● WHAT THE EXERCISE ASKS: Please quote all of the data below word for word, keeping each line as it stands.

● DATA EXTRACT:
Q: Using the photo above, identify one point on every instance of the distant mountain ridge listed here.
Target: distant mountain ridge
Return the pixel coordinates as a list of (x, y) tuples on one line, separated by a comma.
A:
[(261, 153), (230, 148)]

● COMPLETED EXERCISE:
Q: Using the photo above, identify one point on every instance of the distant mountain ridge listed here.
Target: distant mountain ridge
Return the pixel coordinates as a list of (x, y) tuples on one line, separated by a comma.
A:
[(261, 153), (230, 148)]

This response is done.